▶ EXTRAIT SOURCE:

+ + + + + + +

D’autre part, il est de principe que, dans les procédures orales sans représentation obligatoires, le moyen soulevé d’office par le juge est présumé avoir été débattu contradictoirement à l’audience.
Or, le Crédit agricole n’apporte pas la preuve contraire de la violation invoquée.
Il n’y a donc pas matière à annulation du jugement attaqué.
Sur la régularité de la déchéance du terme
Le Crédit agricole produit les courriers de mise en demeure de régulariser l’arriéré sous quinzaine en date du 6 février 2019 ayant précédé la déchéance du terme, elle-même notifiée par lettre recommandée avec accusé de réception du 23 mars 2019.
En présupposant que les époux [X], défaillants, pouvaient ne pas avoir reçu cette mise en demeure préalable qui leur a été adressée par lettre simple, le premier juge a inversé la charge de la preuve.

+ + + + + + +

▶ ENTRÉES EXTRAITES:
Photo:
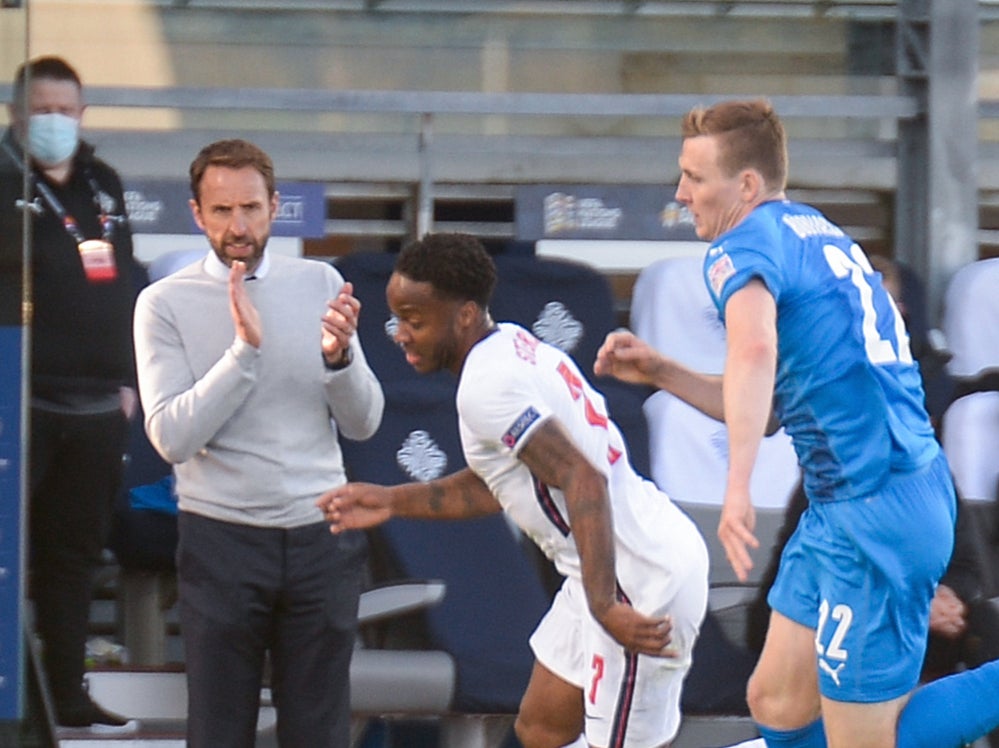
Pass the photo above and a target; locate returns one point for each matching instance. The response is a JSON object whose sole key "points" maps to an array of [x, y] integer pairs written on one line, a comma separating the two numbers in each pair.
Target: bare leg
{"points": [[551, 711]]}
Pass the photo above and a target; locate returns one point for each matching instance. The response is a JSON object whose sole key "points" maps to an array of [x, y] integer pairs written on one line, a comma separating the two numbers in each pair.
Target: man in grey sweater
{"points": [[249, 369]]}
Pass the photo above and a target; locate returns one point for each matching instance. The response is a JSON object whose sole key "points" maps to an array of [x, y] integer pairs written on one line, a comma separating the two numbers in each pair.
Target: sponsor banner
{"points": [[10, 523], [639, 212], [159, 206]]}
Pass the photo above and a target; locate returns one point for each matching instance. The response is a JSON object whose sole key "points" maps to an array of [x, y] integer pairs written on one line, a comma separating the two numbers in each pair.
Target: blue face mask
{"points": [[52, 138]]}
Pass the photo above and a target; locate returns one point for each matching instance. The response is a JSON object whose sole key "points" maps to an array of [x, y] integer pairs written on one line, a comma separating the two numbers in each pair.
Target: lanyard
{"points": [[68, 222]]}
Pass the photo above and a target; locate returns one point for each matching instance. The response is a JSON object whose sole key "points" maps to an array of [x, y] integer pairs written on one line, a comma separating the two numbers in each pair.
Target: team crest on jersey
{"points": [[556, 326], [720, 271], [523, 422], [420, 457], [526, 347]]}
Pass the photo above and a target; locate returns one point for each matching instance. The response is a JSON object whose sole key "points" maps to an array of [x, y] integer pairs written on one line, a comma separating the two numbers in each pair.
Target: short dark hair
{"points": [[456, 265], [231, 154], [48, 68]]}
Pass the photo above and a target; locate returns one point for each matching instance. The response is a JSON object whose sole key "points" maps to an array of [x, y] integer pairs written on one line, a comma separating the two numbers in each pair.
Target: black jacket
{"points": [[81, 332]]}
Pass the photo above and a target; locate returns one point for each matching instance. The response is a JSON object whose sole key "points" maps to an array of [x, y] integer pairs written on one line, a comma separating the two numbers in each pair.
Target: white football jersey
{"points": [[511, 383]]}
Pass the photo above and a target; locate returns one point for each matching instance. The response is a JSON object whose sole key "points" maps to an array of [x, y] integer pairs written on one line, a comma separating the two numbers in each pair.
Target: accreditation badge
{"points": [[97, 256]]}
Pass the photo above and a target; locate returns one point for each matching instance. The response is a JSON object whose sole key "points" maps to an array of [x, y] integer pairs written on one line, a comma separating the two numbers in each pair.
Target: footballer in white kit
{"points": [[511, 383]]}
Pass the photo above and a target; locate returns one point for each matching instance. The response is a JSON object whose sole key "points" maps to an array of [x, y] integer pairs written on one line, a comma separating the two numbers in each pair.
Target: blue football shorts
{"points": [[862, 573]]}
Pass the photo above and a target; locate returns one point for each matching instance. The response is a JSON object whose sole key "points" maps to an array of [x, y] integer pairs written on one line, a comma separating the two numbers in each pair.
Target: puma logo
{"points": [[830, 671]]}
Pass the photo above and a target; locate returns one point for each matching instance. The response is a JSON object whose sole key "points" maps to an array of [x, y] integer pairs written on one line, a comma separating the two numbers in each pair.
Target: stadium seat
{"points": [[671, 310], [494, 595], [571, 306], [971, 424]]}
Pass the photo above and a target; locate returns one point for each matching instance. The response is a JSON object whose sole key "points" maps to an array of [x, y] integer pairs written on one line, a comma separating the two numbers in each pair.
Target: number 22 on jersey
{"points": [[857, 268]]}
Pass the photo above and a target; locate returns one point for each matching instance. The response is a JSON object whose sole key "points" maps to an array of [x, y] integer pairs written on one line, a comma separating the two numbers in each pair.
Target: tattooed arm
{"points": [[555, 460], [461, 495]]}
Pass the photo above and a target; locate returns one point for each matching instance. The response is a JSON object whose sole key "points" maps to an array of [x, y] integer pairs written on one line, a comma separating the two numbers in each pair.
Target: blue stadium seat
{"points": [[571, 306]]}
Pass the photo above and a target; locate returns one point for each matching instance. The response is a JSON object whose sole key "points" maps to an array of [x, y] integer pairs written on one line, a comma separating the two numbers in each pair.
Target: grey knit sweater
{"points": [[252, 433]]}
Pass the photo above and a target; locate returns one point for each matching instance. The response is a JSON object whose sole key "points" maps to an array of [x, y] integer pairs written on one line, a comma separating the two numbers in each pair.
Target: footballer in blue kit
{"points": [[815, 344], [862, 573]]}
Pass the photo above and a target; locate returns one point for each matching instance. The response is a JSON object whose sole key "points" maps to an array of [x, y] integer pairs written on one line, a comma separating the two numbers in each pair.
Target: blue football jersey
{"points": [[847, 388]]}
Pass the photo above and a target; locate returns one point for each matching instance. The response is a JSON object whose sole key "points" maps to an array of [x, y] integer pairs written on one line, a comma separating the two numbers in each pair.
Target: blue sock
{"points": [[809, 736], [953, 711]]}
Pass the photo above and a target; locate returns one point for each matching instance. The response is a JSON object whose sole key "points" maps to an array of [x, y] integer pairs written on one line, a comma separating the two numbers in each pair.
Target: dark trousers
{"points": [[75, 467], [246, 591]]}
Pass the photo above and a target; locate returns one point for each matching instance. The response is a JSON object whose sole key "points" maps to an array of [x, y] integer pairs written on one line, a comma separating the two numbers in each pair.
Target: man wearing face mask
{"points": [[82, 364]]}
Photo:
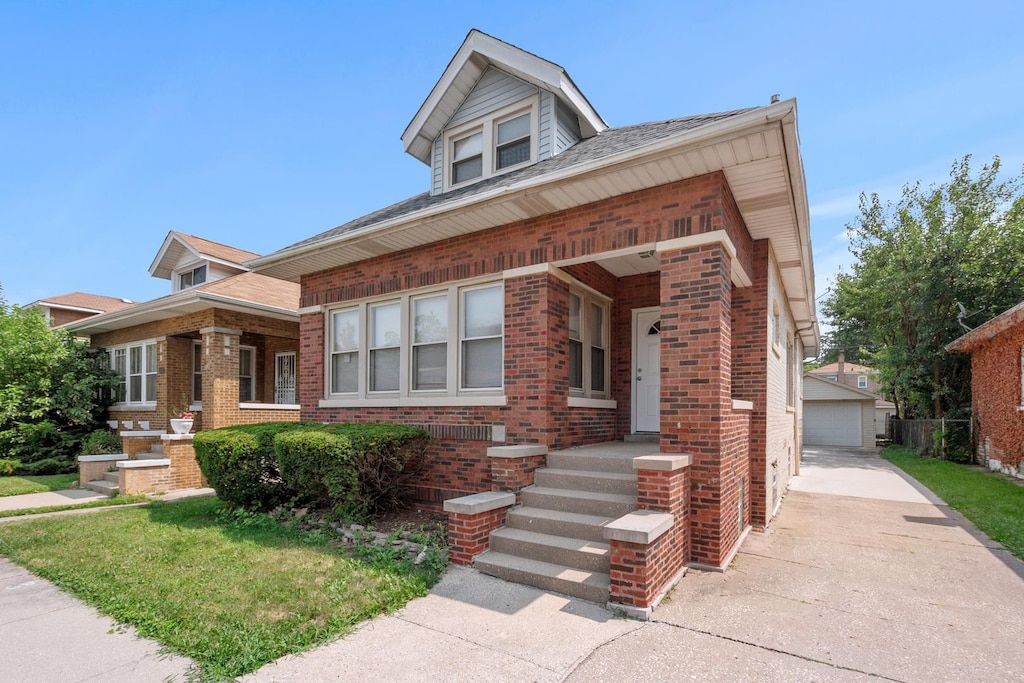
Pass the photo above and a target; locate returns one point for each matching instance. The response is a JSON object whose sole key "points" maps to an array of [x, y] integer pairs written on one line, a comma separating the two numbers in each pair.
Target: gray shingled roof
{"points": [[611, 141]]}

+ + + + + + +

▶ CONSIGNE: Recopiez l'extrait source en entier, mot pour mot. Seul l'extrait source sert de référence.

▶ RÉPONSE:
D’autre part, il est de principe que, dans les procédures orales sans représentation obligatoires, le moyen soulevé d’office par le juge est présumé avoir été débattu contradictoirement à l’audience.
Or, le Crédit agricole n’apporte pas la preuve contraire de la violation invoquée.
Il n’y a donc pas matière à annulation du jugement attaqué.
Sur la régularité de la déchéance du terme
Le Crédit agricole produit les courriers de mise en demeure de régulariser l’arriéré sous quinzaine en date du 6 février 2019 ayant précédé la déchéance du terme, elle-même notifiée par lettre recommandée avec accusé de réception du 23 mars 2019.
En présupposant que les époux [X], défaillants, pouvaient ne pas avoir reçu cette mise en demeure préalable qui leur a été adressée par lettre simple, le premier juge a inversé la charge de la preuve.